▸ **EXERCISE BRIEF**
Put the entries from the line containing "TARGET: smiling mouth" through the line containing "[(131, 204), (248, 287)]" into a two-column CSV with the columns input and output, one row per entry, with the entry's text under input and its answer under output. Enclose each value in a single quoted field, and replace its line breaks with spaces.

— start RECORDED INFORMATION —

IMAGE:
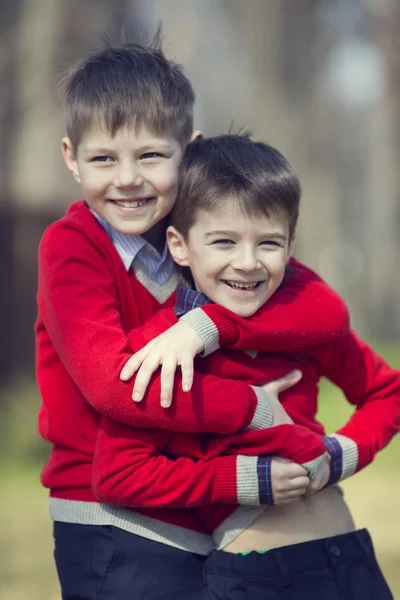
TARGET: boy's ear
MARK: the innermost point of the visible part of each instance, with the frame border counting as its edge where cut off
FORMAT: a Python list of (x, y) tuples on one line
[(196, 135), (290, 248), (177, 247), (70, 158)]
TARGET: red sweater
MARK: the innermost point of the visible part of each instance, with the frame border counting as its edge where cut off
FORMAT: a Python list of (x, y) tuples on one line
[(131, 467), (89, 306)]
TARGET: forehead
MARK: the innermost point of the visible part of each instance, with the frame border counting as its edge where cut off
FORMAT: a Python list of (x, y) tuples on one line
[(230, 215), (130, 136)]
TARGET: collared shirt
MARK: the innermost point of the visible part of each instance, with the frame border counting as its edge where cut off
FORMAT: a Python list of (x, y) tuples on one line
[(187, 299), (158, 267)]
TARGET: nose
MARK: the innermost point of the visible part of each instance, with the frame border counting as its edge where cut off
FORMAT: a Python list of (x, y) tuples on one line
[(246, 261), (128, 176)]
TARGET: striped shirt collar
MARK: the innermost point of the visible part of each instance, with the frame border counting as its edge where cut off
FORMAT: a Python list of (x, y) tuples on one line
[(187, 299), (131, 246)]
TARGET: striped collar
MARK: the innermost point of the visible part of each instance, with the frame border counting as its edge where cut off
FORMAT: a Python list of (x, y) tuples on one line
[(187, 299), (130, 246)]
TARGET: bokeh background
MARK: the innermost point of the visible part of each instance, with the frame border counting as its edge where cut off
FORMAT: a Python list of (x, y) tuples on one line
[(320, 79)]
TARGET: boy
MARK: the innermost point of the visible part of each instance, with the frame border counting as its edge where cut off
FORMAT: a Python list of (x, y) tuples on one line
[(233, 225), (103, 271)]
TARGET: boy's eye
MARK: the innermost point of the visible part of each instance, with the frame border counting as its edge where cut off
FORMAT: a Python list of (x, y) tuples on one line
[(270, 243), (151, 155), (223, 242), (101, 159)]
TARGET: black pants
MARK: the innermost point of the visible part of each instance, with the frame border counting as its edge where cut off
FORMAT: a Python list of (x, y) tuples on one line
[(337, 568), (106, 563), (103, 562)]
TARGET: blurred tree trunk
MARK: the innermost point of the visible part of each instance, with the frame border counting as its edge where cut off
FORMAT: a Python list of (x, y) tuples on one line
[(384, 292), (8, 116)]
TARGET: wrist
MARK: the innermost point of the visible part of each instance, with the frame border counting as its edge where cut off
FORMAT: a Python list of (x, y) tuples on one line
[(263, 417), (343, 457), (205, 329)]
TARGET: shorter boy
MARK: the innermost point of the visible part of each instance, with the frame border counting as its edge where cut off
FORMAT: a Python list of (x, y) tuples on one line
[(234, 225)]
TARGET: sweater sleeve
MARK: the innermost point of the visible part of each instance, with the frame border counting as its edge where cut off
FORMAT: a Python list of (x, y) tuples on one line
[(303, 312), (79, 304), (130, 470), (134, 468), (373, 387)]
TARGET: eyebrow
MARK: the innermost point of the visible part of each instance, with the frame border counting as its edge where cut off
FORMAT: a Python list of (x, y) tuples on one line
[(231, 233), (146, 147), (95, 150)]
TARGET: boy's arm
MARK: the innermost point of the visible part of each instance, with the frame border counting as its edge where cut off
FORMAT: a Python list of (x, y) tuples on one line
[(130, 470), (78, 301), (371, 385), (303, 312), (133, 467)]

— end RECORDED INFORMATION —
— start RECORDED INFORMATION —

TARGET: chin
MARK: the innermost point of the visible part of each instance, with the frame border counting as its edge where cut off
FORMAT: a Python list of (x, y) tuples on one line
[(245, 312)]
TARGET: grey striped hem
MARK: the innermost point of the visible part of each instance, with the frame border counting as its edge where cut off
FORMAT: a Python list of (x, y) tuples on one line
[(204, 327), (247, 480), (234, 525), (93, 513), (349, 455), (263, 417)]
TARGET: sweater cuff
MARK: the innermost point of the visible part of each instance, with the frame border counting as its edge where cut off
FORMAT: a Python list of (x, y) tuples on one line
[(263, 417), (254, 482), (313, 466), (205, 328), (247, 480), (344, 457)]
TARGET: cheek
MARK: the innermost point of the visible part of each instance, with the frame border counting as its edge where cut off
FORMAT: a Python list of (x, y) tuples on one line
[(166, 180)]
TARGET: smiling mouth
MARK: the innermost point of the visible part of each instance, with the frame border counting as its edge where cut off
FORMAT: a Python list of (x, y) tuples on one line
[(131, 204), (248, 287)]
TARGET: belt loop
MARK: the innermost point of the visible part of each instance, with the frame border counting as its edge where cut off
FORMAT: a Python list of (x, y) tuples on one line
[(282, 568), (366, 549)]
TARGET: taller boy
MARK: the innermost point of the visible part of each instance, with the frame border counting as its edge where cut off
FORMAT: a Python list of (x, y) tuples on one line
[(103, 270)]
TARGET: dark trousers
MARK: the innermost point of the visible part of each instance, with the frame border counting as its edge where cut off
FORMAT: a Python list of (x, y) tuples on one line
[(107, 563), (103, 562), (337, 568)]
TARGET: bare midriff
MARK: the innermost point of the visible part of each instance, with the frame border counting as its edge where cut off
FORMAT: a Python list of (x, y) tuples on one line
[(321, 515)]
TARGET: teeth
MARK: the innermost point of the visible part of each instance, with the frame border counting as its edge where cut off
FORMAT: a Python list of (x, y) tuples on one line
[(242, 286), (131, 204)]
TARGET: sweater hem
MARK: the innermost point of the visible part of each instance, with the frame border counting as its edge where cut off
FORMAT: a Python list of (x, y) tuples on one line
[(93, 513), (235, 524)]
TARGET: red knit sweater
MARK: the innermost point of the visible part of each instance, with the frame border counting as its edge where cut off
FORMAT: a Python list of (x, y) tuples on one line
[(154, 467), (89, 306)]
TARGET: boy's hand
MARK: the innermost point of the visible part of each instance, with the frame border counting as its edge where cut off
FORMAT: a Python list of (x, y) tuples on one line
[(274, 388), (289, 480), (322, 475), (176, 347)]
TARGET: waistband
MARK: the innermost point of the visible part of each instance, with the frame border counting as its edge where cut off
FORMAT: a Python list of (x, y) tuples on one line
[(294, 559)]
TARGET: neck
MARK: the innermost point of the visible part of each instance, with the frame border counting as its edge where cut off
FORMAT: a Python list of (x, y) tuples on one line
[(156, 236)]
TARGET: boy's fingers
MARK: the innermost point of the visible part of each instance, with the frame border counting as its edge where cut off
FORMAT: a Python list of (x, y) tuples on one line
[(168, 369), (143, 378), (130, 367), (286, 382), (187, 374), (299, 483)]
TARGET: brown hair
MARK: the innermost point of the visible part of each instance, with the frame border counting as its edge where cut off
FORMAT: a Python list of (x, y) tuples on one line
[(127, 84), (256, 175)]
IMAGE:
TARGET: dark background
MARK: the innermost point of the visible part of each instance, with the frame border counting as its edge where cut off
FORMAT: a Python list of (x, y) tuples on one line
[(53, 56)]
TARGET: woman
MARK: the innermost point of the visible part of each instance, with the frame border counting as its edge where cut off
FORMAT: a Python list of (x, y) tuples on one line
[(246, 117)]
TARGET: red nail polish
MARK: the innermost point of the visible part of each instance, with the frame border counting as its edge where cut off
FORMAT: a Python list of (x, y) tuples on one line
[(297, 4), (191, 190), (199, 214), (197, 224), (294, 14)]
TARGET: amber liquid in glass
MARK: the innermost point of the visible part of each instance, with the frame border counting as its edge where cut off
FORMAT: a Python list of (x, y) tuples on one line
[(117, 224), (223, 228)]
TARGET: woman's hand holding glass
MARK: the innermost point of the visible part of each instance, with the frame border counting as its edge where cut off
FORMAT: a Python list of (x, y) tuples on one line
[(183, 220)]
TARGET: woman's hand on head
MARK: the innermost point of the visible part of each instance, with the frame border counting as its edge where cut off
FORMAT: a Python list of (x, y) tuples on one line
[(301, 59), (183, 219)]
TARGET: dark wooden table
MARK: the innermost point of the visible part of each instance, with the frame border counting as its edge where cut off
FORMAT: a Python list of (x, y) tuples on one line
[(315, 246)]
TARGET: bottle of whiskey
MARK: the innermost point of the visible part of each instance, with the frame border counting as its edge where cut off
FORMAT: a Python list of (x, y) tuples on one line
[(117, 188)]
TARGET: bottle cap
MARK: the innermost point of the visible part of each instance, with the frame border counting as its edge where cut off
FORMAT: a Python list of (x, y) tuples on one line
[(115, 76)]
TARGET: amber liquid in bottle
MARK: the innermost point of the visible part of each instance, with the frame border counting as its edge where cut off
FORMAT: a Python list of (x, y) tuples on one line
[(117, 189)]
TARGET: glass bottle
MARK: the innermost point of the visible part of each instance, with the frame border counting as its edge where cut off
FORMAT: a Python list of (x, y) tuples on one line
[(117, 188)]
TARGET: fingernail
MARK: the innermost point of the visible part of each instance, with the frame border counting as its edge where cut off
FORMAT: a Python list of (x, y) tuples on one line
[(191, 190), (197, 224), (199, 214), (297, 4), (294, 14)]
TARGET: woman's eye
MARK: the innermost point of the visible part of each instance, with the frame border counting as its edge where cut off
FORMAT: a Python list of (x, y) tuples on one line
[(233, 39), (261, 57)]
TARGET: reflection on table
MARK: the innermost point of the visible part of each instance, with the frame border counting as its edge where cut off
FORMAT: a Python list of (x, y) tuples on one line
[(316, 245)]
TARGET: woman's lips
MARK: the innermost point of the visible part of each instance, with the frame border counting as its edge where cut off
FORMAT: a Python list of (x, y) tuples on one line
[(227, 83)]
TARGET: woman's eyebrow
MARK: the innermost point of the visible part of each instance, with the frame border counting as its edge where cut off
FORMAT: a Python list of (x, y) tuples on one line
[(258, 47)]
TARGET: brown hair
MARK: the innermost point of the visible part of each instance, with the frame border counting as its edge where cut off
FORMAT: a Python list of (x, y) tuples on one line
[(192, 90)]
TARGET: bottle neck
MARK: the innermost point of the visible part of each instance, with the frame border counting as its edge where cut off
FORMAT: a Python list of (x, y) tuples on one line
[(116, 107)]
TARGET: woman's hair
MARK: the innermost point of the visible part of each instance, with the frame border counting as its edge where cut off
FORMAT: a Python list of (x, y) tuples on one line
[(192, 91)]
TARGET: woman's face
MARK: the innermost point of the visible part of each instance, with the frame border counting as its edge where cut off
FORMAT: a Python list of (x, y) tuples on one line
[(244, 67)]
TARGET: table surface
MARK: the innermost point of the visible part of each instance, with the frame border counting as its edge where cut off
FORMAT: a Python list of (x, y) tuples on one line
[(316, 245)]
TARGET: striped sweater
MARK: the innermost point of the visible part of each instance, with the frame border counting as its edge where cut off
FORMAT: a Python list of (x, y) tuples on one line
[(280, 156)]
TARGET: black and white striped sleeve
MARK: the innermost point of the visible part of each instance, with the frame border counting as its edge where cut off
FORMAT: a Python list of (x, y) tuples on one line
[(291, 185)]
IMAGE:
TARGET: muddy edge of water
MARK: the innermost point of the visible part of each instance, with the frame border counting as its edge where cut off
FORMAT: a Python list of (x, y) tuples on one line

— end RECORDED INFORMATION —

▸ **SOLUTION FOR THIS EXERCISE**
input,output
"TARGET: smiling mouth MARK: the innermost point of the visible part of each instance, with the frame border counting as its edge where cut off FORMAT: a Python list of (x, y) tuples on one line","[(131, 204), (248, 287)]"